→ **Given passage**
▬▬▬▬▬▬▬▬▬▬

Niklas welcome here. Great experiment, beautiful fluorescence!!!

Boffis - 3-12-2023 at 15:29

Hi Niklas, welcome to the madhouse. Nice preparation and write up for this interesting compound. I wonder if you could prepare this compound by an Ullmann type reaction from 9-bromoanthracene. I ask as I have a lot of 9-bromoanthracene and no anthraquinone, I started a thread about how to utilise this compound, I envisaged de-halogenation and then oxidation to anthraquinone. I am worried that if I simply try oxidation directly on the bromo-compound I will generate brominated anthraquinones due to the liberated bromine.

On the other hand 9-bromoanthracene might just suffer the same fate as anthraquinone. Hmmm might just have to try this (thinking aloud).

Niklas - 3-12-2023 at 23:14

Quote: Originally posted by Boffis  
I wonder if you could prepare this compound by an Ullmann type reaction from 9-bromoanthracene.


Would probably be another possible path, yeah. Performing the reaction in cumene under addition of thiophene-2-carboxylic acid would likely give the best results, since this way the temperature required for an Ullmann could be reached more easily.

Also thanks for the welcome!

Niklas - 3-12-2023 at 23:25

Quote: Originally posted by Boffis  
I ask as I have a lot of 9-bromoanthracene and no anthraquinone, I started a thread about how to utilise this compound, I envisaged de-halogenation and then oxidation to anthraquinone.


If you still wanted to turn on into another first tho, maybe for another project, then performing the dehalogenation using sodium in t-butanol [1] and the oxidation using sodium / potassium chlorate [2] should work quite well I believe.

[1] https://patentimages.storage.googleapis.com/af/d5/67/c77d64d...
[2] https://www.chem-page.de/synthesen/anthrachinon.html?highlig...

▬▬▬▬▬▬▬▬▬▬

→ **Recorded data**
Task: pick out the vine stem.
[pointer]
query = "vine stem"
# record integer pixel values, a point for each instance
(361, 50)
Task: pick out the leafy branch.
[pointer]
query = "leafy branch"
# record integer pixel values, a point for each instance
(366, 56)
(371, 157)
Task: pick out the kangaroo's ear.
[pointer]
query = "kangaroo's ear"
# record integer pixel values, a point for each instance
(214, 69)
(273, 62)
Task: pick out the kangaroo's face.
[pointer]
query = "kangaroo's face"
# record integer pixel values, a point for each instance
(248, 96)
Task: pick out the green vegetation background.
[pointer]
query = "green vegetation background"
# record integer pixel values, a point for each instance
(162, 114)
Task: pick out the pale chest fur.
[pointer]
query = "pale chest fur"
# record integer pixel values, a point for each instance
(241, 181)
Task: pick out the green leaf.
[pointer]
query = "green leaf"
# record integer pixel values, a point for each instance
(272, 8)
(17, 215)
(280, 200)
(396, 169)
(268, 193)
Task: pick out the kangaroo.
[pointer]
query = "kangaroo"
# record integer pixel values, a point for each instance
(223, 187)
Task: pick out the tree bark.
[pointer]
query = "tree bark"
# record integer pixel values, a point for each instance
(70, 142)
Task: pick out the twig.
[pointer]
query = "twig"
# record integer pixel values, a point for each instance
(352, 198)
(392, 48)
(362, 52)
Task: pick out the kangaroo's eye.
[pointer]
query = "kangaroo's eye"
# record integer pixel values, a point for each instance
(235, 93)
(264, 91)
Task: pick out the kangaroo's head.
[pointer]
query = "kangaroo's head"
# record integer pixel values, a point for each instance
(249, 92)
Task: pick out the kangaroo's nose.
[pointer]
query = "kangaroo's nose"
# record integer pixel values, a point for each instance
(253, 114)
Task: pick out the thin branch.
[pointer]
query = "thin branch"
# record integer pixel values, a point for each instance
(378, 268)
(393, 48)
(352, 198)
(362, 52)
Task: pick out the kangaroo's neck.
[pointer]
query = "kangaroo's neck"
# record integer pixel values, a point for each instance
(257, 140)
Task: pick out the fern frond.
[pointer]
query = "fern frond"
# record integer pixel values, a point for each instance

▬▬▬▬▬▬▬▬▬▬

→ **Directive**
Retype the forum exchange about 9-bromoanthracene from above, word for word and in full.

→ **The solution**
Niklas welcome here. Great experiment, beautiful fluorescence!!!

Boffis - 3-12-2023 at 15:29

Hi Niklas, welcome to the madhouse. Nice preparation and write up for this interesting compound. I wonder if you could prepare this compound by an Ullmann type reaction from 9-bromoanthracene. I ask as I have a lot of 9-bromoanthracene and no anthraquinone, I started a thread about how to utilise this compound, I envisaged de-halogenation and then oxidation to anthraquinone. I am worried that if I simply try oxidation directly on the bromo-compound I will generate brominated anthraquinones due to the liberated bromine.

On the other hand 9-bromoanthracene might just suffer the same fate as anthraquinone. Hmmm might just have to try this (thinking aloud).

Niklas - 3-12-2023 at 23:14

Quote: Originally posted by Boffis  
I wonder if you could prepare this compound by an Ullmann type reaction from 9-bromoanthracene.


Would probably be another possible path, yeah. Performing the reaction in cumene under addition of thiophene-2-carboxylic acid would likely give the best results, since this way the temperature required for an Ullmann could be reached more easily.

Also thanks for the welcome!

Niklas - 3-12-2023 at 23:25

Quote: Originally posted by Boffis  
I ask as I have a lot of 9-bromoanthracene and no anthraquinone, I started a thread about how to utilise this compound, I envisaged de-halogenation and then oxidation to anthraquinone.


If you still wanted to turn on into another first tho, maybe for another project, then performing the dehalogenation using sodium in t-butanol [1] and the oxidation using sodium / potassium chlorate [2] should work quite well I believe.

[1] https://patentimages.storage.googleapis.com/af/d5/67/c77d64d...
[2] https://www.chem-page.de/synthesen/anthrachinon.html?highlig...